• _Input for this task_:
◆ ◆ ◆
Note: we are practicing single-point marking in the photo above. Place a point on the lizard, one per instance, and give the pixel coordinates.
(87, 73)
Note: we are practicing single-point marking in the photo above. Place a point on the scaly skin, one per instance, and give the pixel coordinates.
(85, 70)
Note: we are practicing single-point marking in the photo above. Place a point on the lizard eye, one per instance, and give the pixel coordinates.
◆ ◆ ◆
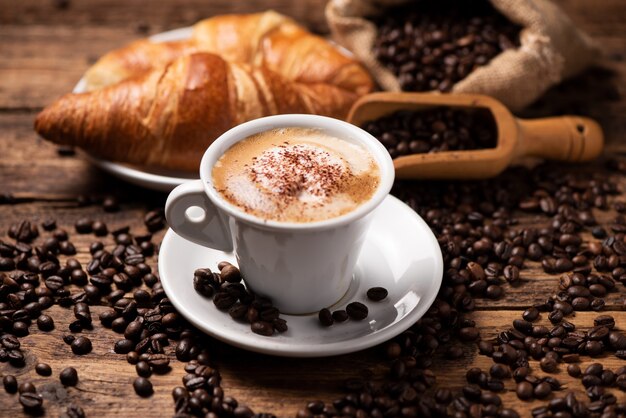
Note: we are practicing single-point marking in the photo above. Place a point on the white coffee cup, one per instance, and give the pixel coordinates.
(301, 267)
◆ ◆ ◆
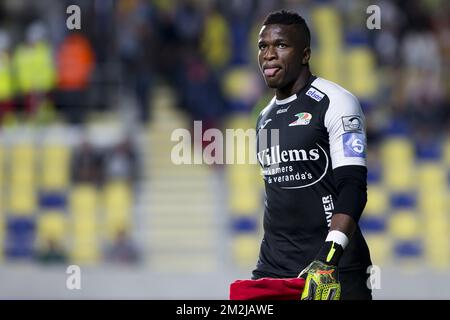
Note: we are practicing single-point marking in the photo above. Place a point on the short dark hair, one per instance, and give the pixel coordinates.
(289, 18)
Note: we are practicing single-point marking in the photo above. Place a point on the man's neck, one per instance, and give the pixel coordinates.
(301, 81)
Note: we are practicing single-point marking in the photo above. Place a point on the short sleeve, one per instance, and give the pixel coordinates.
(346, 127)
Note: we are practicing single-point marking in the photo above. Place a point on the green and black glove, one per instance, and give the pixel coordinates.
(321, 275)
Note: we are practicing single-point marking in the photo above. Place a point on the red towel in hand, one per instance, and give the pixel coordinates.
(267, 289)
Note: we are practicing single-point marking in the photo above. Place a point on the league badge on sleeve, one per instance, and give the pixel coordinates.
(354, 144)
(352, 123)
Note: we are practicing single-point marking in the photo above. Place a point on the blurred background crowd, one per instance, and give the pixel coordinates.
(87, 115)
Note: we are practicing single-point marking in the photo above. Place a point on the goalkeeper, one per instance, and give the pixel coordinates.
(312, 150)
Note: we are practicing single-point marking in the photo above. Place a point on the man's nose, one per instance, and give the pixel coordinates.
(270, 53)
◆ ◆ ◆
• _The problem_:
All lines above from the line with "the lizard, one" through the line with "lizard eye, one", both included, are to be set down exactly, with nothing else.

• _Result for this task_:
Note: we are practicing single-point marking in the photo above. Place a point on the lizard, one per instance, and give the pixel coordinates.
(87, 73)
Note: we are practicing single-point marking in the photo above. Place a point on the scaly skin, one per instance, and give the pixel coordinates.
(85, 70)
Note: we are practicing single-point marking in the photo above. Place a point on the lizard eye, one per instance, and give the pixel coordinates.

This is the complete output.